-- begin Extracted material --

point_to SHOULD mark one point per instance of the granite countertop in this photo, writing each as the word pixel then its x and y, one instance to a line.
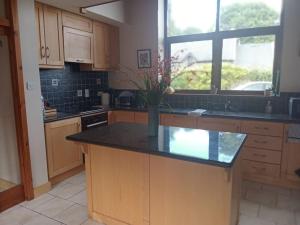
pixel 284 118
pixel 195 145
pixel 60 116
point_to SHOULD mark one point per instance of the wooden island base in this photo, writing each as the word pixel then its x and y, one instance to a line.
pixel 131 188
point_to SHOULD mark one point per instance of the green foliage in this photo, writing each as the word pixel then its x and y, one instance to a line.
pixel 200 78
pixel 248 15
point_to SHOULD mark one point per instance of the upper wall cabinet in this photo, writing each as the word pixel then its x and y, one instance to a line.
pixel 77 22
pixel 106 48
pixel 78 46
pixel 78 38
pixel 50 38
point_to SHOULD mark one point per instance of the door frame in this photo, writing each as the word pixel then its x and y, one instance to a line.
pixel 10 28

-- end Extracted material --

■ Exercise description:
Rewrite the rows as a JSON list of strings, one string per line with blank lines omitted, beginning at the line that contains "point_to SHOULD mark one point per instance of the upper" and continuing through the end of the rows.

■ Solution for this problem:
[
  "point_to SHOULD mark one point per instance of the upper wall cabinet in this photo, writing each as the word pixel then its x and y, one instance to a line.",
  "pixel 77 22",
  "pixel 106 48",
  "pixel 78 46",
  "pixel 78 38",
  "pixel 50 38",
  "point_to SHOULD mark one point per instance of the door frame in this photo, writing each as the word pixel then its x and y, one instance to a line.",
  "pixel 10 28"
]